## Given passage

As I've posted at least a dozen times, the existing stockholders of AMR will see their stock cancelled when the Plan of Reorganization is confirmed. The existing unsecured creditors will be issued new stock to settle a portion of their claims. Current stockholders will receive nothing and their stock will become worthless. Any stock you bought in AMR and still hold is worth what you can sell it for before the POR is confirmed.

If another airline should make a successful bid for AMR, your stock will not share in any of the riches - it will still be canceled.

You have posted before that you were holding onto some AMR - I'd sell it if I were you.
 
AAviator is gonna love this one ..
What if BA is helping US with financing for an AA takeover?? It will bring US and it's network to oneWorld . Just sayin. You never know in this industry.

BINGO ! finally someone looking outside of the BOX ! Well done AAviator Well done !
 
As I've posted at least a dozen times, the existing stockholders of AMR will see their stock cancelled when the Plan of Reorganization is confirmed. The existing unsecured creditors will be issued new stock to settle a portion of their claims. Current stockholders will receive nothing and their stock will become worthless. Any stock you bought in AMR and still hold is worth what you can sell it for before the POR is confirmed.

If another airline should make a successful bid for AMR, your stock will not share in any of the riches - it will still be canceled.

You have posted before that you were holding onto some AMR - I'd sell it if I were you.

$128.00 total outlay at .20 per share. Still gonna watch it awhile. I can double my money in the morning.
 
#1 Would have nothing to do with increasing revenue...as you should know, it is a matter of capitalization of the carrier.

#2 Yes, but it is very likely they would support increasing the 25% to 49% ownership over loosing a flag carrier. IAG is likely to be just as favorable to invest at 25%, as it helps backstop their own investments.

#3 Increased mass can also be achieved with codeshare or merger later on of more desirable carriers to help fill in the network gaps. Mass is also overrated to so extent, skewed in importance to the less profitable carriers. AA would likely be quite profitable.
regarding #1, the question becomes whether they can recoup their investment... no one is going to donate anything to AA. If BA believes their ability to maintain revenues via AA is threatened if AA were to be acquired or liquidated, then it would make sense for them to consider it... but if BA's revenues are unchanged, then it is hard to make a case that they will recover their investment. It also isn't certain that their only way to obtain feed within the US is via AA; they might well find that US is as good of an option or with a combination of other carriers... I'm still not sure that, because LHR is still slot restricted and more limited access than AMS/CDG and FRA/MUC etc, the economics of a JV look the same for BA as it does for AF/KL and LH etc. Keep in mind that BA is picking up a bunch of new slots from BD and will likely further strengthen its position against VS.

2. 25% has been shown to be sufficient to keep competitors at bay... so if the intention is solely to lock up codeshare/JV revenue, then that should be sufficient.

[Excerpts of pointing data]
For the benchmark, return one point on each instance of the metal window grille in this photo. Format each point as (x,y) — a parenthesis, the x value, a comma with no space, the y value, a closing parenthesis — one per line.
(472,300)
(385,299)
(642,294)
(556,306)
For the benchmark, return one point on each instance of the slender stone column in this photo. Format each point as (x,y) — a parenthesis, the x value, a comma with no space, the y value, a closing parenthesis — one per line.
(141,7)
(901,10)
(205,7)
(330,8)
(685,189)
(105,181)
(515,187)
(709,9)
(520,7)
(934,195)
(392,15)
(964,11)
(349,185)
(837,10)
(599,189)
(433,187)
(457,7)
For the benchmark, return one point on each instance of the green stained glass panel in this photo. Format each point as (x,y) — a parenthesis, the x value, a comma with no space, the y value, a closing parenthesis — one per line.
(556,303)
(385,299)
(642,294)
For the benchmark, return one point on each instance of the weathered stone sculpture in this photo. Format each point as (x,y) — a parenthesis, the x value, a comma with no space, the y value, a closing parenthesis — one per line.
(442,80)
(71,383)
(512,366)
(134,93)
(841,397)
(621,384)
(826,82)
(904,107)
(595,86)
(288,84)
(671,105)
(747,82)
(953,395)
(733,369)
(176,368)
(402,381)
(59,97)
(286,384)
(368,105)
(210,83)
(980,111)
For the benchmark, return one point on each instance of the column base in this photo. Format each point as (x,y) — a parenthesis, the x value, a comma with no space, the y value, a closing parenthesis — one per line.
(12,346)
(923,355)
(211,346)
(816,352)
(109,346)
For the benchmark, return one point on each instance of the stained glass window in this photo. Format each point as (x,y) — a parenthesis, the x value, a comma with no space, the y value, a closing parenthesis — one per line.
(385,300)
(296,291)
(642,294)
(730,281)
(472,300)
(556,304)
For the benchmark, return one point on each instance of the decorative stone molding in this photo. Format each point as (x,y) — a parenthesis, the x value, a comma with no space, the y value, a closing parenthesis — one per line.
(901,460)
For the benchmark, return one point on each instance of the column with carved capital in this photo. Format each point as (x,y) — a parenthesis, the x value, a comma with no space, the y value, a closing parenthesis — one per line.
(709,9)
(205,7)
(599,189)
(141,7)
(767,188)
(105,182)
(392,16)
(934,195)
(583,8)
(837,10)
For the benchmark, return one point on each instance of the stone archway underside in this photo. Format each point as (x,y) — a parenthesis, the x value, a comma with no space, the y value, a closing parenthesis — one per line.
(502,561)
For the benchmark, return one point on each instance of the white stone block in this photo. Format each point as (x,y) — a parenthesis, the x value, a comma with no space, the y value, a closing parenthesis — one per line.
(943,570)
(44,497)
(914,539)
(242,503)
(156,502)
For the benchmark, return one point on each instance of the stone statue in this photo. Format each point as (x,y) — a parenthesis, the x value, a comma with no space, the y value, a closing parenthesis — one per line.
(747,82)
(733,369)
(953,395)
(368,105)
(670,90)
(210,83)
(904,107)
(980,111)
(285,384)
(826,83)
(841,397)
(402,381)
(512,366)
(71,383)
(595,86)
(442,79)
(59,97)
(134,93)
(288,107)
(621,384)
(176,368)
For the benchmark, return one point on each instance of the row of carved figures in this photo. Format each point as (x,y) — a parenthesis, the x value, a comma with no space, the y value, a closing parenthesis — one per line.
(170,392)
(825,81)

## Short problem 1
Please answer these questions on the AMR forum thread:
(a) What happens to the existing AMR stock when the Plan of Reorganization is confirmed?
(b) What total outlay and per-share price does one poster give for their AMR stock?
(c) Point #2 suggests increasing the ownership limit from what percentage to what percentage?
## Short problem 2
Carry on the AMR forum thread from the end of its final post.
The records were drawn from a separate source.

## Exercise response 1
(a) It is cancelled and becomes worthless.
(b) $128.00 total, at .20 per share.
(c) From 25% to 49%.

## Exercise response 2
3. I do believe that the whole wave of JVs has made people think that the previous types of interline agreements including just plain codesharing are no longer valid - but they still can deliver alot of revenue w/o the risk involved in JVs. As for domestic mass, the evidence is quite strong that DL and UA have gained a fair amount of mass as a result of their mergers and they are taking revenue at the expense of AA... the fact that both have outperformed AA in all regions except for Latin America for several quarters confirms that... although UA's most recent monthly reports indicate that their RASM growth is sputtering for some reason. Note also that US continually says its revenue generating ability relative to larger carriers is worse... and it isn't because they can't compete in their local markets. In fact, they do fairly well in their hubs and strength markets. Where they struggle is in obtaining the higher yielding traffic that is up for grabs in cities where no carrier dominates. US has given up a lot of revenue strength in non-hub cities in the SE over the past several years, esp. to DL.
Every financial analysis related to network type businesses shows that mass matters... as much as some people want to believe it doesn't matter any more (esp. those supporting AA since the DL and UA mergers), the evidence doesn't back that anything has changed from those well documented results of the past.
 
Every financial analysis related to network type businesses shows that mass matters... as much as some people want to believe it doesn't matter any more (esp. those supporting AA since the DL and UA mergers), the evidence doesn't back that anything has changed from those well documented results of the past.
Part of your problem is the broad-brush generalizations you make. If mass is so important, why hasn't DL been adding capacity as other carriers have cut back? Simple - making money is more important than bragging rights to being the biggest. If there's one lesson all the network carriers seem to have learned since 911, it's that chasing market share isn't necessarily a good idea. Airline history is littered with names of carriers that were once among the biggest, but disappeared. Plus those that tried to grow wildly after deregulation, but disappeared.

Jim
 
Mass matters to a point, but there is also a fact called being too damn big for your own good. Aeroflot comes to mind...
 
except Aeroflot didn't stumble (euphemism) because they were too big... they stumbled because they were poorly run.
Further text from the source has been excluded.